SELECTED EXCERPT:

# # # # # # #

The /Volumes folder contains two folders: "Macintosh HD" and "Time Machine Backups"

This is odd. You should see the Macintosh HD alias there like KALLT said, but not the Time Machine Backups if you have no drives attached. Even with drives attached it should not show 784GB in that Volumes folder. I attached two drives with 100s of GB on each and Volumes with that command always shows 1GB for me.

This is not the Time Machine local backups mentioned earlier. That would be in a hidden /.MobileBackups folder and the Terminal command would list it, so you must still have that disabled.

What do you see inside that Time Machine Backups? Can you think of anything you did that may have caused this?
 

msvadi

macrumors 6502
Original poster
Aug 12, 2010
365
69
Did ‘Time Machine Backups’ consume that those 784 GB? ‘Macintosh HD’ should be empty, because it is a link to the root path. You can confirm it with this (it should say ‘Macintosh HD → /’):
Code:
ls -l

If Time Machine Backups is so big, then something is wrong. It should not be there once the drive is not attached.

# # # # # # #

DATASET EXTRACT:

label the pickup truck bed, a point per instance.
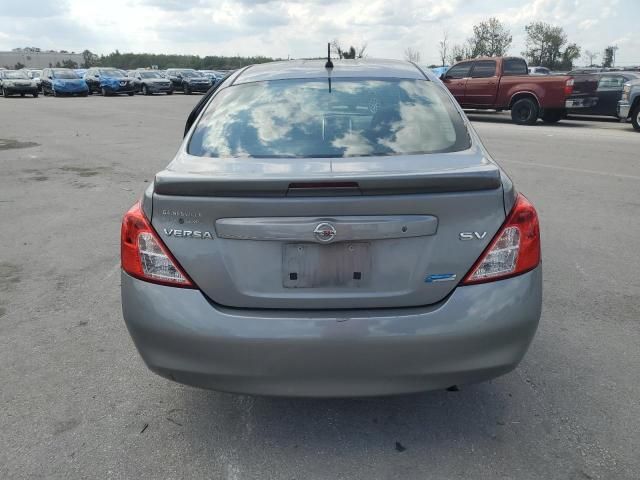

# # # # # # #

TO BE DONE:
Copy the forum excerpt between "This is not" and "have caused this?", inclusive, substituting "shell" for "Terminal". Rely only on the forum excerpt.

EXERCISE RESULT:
This is not the Time Machine local backups mentioned earlier. That would be in a hidden /.MobileBackups folder and the shell command would list it, so you must still have that disabled.

What do you see inside that Time Machine Backups? Can you think of anything you did that may have caused this?